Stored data
──────────────────────────────
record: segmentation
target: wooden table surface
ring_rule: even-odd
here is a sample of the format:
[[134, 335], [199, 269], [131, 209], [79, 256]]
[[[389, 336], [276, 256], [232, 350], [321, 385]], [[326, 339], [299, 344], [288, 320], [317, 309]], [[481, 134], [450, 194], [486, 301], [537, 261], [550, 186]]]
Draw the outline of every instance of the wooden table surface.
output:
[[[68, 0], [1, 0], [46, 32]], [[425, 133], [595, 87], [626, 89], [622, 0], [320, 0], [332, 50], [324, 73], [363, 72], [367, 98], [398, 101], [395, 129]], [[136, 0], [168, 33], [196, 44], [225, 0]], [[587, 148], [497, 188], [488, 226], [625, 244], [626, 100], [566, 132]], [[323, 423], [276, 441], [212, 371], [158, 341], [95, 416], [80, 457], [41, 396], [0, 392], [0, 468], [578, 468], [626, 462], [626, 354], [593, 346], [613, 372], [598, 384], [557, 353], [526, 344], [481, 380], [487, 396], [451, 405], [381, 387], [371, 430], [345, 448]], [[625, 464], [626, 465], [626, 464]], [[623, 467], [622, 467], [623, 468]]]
──────────────────────────────
EXERCISE OBJECTIVE:
Each of the entries must be written out again exactly.

OUTPUT OF THE EXERCISE:
record: segmentation
target: wooden table surface
ring_rule: even-odd
here is a sample of the format:
[[134, 335], [199, 269], [131, 209], [79, 256]]
[[[389, 336], [276, 256], [232, 350], [321, 385]], [[326, 339], [299, 344], [288, 320], [317, 309]], [[481, 134], [450, 194], [486, 301], [537, 261], [550, 186]]]
Draw the outline of every instance of the wooden table surface.
output:
[[[68, 0], [1, 0], [46, 32]], [[425, 133], [595, 87], [626, 89], [622, 0], [320, 0], [332, 50], [324, 73], [363, 72], [367, 98], [398, 101], [395, 129]], [[136, 0], [168, 33], [196, 44], [225, 0]], [[587, 148], [497, 188], [488, 226], [625, 244], [626, 100], [566, 132]], [[323, 423], [276, 441], [212, 371], [158, 341], [95, 416], [80, 457], [41, 396], [0, 392], [0, 468], [578, 468], [626, 462], [626, 354], [593, 346], [613, 372], [598, 384], [557, 353], [526, 344], [481, 380], [487, 396], [451, 405], [381, 387], [371, 430], [345, 448]], [[625, 464], [626, 465], [626, 464]], [[623, 467], [622, 467], [623, 468]]]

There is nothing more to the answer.